_EXERCISE TASK:_
Each entry that follows must be output without any deviation.

Records from a data source:

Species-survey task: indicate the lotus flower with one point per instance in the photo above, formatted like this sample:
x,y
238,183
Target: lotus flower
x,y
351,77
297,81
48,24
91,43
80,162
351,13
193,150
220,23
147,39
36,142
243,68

_ANSWER FOR THE TASK:_
Species-survey task: indicate the lotus flower with one point per instance in the photo above, formatted like this sample:
x,y
238,183
Target: lotus flower
x,y
351,77
297,81
48,24
91,43
80,162
351,13
193,150
220,23
147,39
36,142
243,68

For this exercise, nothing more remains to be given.